TEXTAUSZUG
____

Noch nicht lange ist es her, da nannten sie denselben Mann einen Verbündeten, der Europa helfen soll die Wirtschaftsflüchtlinge aus Afrika aufzuhalten und nannten ihn gar „Freund“ und hofierten den Öl-Reichen.
Achja die Reichen, die bösen Reichen, die bösen Banker - diese Gierigen.
Doch bei näherem Hinschauen verkörpern sie nur das System dem sie vorstehen.
Wirtschaftswachstum lebt von Bedarf, von Fortschritt, und der wird durch Bedarfsweckung erzeugt.
Gier ist da ein intelligent eingesetztes Instrument zur Weckung von latenten Bedürfnissen, das weiß doch jeder.
Mit der erotischen Begierde wird ebenso gedopt und gepuscht wie mit dem Neidfaktor, besser und mehr als der oder die Andere zu sein.
Wohlstand ist nach oben offen, wie die Rennen in allen Bereichen.
Zufriedenheit wirkt bieder, ja wirtschaftshemmend und rückständig, oder gilt auf der Ranking-Liste der herrschenden Meinung als ein wenig naiv-selig-besäuselt-resigniert-schwächlich-esoterisch.
„i can get no satisfaction“ sangen die Rolling Stones und machten eine Welthit damit, der immer noch dem Nerv der Zeit auf den Zahn geht.
„Genug ist nicht genug“, singt der deutsche Barde Constantin Wecker.

____

Daten mit beschrifteten Boxen
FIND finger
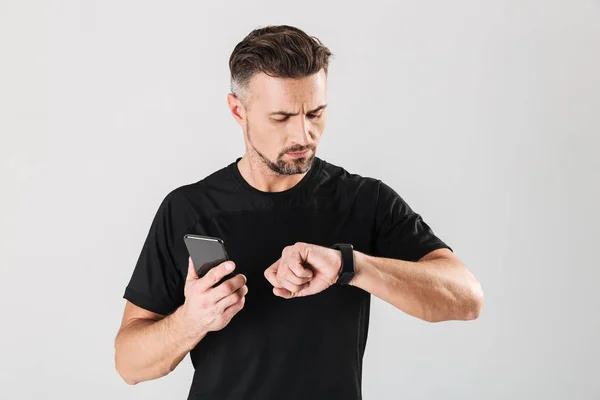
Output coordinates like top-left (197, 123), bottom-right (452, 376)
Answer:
top-left (216, 285), bottom-right (248, 313)
top-left (200, 260), bottom-right (235, 290)
top-left (273, 288), bottom-right (308, 299)
top-left (264, 259), bottom-right (281, 287)
top-left (223, 296), bottom-right (246, 320)
top-left (290, 260), bottom-right (313, 283)
top-left (283, 264), bottom-right (313, 285)
top-left (211, 274), bottom-right (247, 302)
top-left (185, 256), bottom-right (198, 282)
top-left (281, 279), bottom-right (307, 293)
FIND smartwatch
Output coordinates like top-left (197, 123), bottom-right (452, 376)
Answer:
top-left (331, 243), bottom-right (355, 285)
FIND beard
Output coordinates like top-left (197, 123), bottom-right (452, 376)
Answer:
top-left (246, 120), bottom-right (315, 175)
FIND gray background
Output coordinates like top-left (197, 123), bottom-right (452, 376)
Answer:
top-left (0, 0), bottom-right (600, 400)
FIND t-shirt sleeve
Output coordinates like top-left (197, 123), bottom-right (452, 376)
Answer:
top-left (373, 180), bottom-right (454, 261)
top-left (123, 189), bottom-right (195, 315)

____

AUFGABEN
[A] Beantworte zum Text über Gier und Wirtschaftswachstum:
(i) Wovon lebt Wirtschaftswachstum?
(ii) Wer sang „i can get no satisfaction“?
(iii) Wer singt „Genug ist nicht genug“?
[B] Wie könnte der Text über Gier und Wirtschaftswachstum nach seinem letzten Satz weitergehen? Setze ihn fort.

LÖSUNGEN
[A]
(i) Von Bedarf und von Fortschritt, der durch Bedarfsweckung erzeugt wird.
(ii) Die Rolling Stones.
(iii) Der deutsche Barde Constantin Wecker.

[B]
Deutliche Sprache! deutliche Gefühle die sich hier ausdrücken und ihre Suchtlegitimation finden.
Wer als mehr oder weniger Mächtiger sein Wort hält, wenn sich der Machtwind gedreht hat, gilt als rückständig, als unrealistisch oder gar als „Gutmensch“.
Erstaunlich, auch hier sprich die Sprache eine klare Sprache:
Gut und Mensch, zwei positive Begriffe, werden in der Kombination ein Buh-wort, während die „Bad-Boys“ und „Bad-Girls“ die luziferischen Quoten steigern und den geilen Erwartungs-Speichel auf Skandal und Sensation anregen.
Porno veröffentlich das Intimste und stülpt über die konkret sexuelle Liebe dann ihre Folien-Bilder. Das macht aus dem Liebespartner eine Projektionspuppe mit der sich die gespeicherten Programme abspielen lassen, die fälschlicherweise mit Fantasie verwechselt werden.
Gewalt wird in allen Facetten vorexerziert, Folter ist fact.
Wenn nicht in real, dann in den Filmen - mit allen Details - Tendenz steigernd, sonst schreibt keiner mehr drüber und keine geht mehr hin.
Cool sein gegenüber dem allen gegenüber sei cool.
Naja.
Doch was heißt das?
Genauer betrachtet ist das eine Abwehr die zur Abstufung und dann zur Verdummung weiter fort schreitet. Auch ein Fortschritt, nur eben fortgeschritten von etwas durchaus wertvollem, wie Sensibilität, Einfühlungsvermögen etc.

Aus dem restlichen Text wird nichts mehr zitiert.